▸ What you will do
Locate every line in the data below that contains the string "blurred", and copy each such line. Matching is case-sensitive.

A sequence of records:
================================
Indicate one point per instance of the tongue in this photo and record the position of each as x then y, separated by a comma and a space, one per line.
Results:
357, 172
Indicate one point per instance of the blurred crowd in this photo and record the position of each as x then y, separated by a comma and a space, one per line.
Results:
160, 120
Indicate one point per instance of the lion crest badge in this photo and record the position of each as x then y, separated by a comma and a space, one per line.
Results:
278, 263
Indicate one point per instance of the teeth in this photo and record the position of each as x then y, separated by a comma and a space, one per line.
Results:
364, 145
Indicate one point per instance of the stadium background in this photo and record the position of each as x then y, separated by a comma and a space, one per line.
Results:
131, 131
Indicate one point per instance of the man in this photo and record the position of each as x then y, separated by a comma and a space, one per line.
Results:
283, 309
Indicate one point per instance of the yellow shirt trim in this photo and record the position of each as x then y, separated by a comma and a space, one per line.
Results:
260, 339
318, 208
================================
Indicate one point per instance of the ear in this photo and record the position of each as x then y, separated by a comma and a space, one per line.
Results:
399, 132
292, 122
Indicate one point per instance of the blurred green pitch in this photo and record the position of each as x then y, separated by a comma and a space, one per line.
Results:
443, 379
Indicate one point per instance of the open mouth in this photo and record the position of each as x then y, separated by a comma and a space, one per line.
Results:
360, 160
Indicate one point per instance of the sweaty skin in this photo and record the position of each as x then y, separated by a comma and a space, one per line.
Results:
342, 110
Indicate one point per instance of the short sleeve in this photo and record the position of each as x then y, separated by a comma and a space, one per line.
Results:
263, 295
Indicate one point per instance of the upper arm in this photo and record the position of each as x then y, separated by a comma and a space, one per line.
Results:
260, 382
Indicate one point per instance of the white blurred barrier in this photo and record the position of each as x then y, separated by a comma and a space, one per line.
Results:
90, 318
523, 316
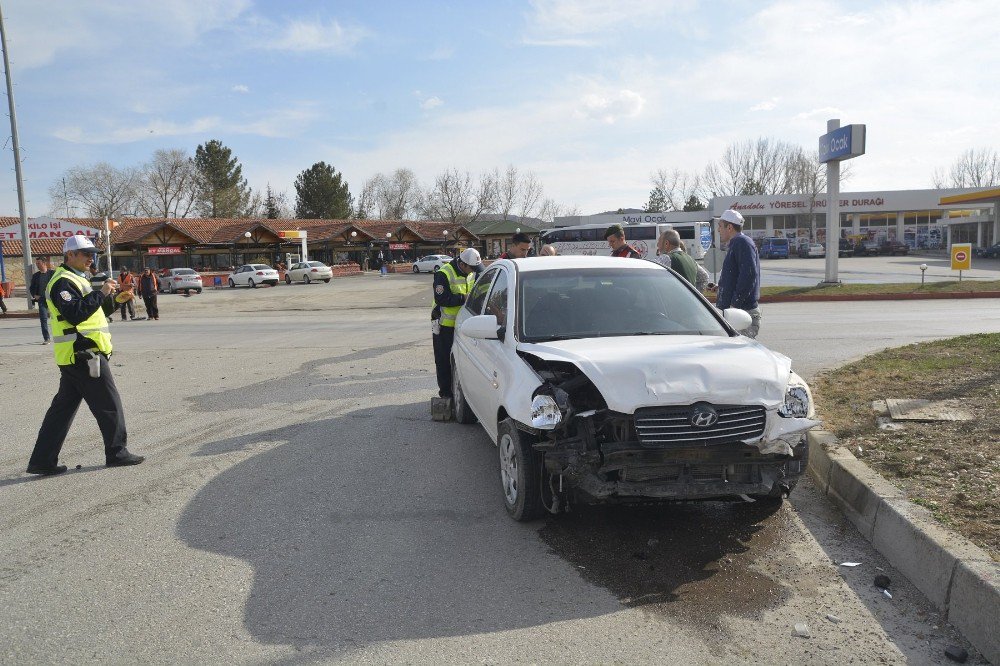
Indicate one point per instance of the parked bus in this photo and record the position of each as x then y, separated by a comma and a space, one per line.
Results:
================================
▸ Correct output
Indicate one point per instance of the blurred crowd in this photo and record the position of each as x then y, separated by a comma and a space, one per line.
Indicate one point per instance of the blurred green pitch in this photo and record the position of each as x then y, separated by a comma and a space, one per line.
Indicate one point per instance of the white blurred barrier in this photo and record the position of each as x then y, separated by a comma and a space, one per line.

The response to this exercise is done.